Required action:
Work out the number of lines in the records that include the word "above"; reply with that number alone.

Records for processing:
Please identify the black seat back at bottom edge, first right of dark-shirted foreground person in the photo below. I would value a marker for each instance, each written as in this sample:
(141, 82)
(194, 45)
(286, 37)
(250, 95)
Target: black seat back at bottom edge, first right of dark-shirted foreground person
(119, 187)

* * *

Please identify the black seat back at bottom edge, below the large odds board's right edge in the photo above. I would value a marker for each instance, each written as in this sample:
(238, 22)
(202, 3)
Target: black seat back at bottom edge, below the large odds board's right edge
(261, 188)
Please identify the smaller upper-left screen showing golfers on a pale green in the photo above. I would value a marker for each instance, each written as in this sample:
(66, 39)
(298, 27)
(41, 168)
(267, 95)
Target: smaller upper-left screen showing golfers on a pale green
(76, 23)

Answer for this exercise:
2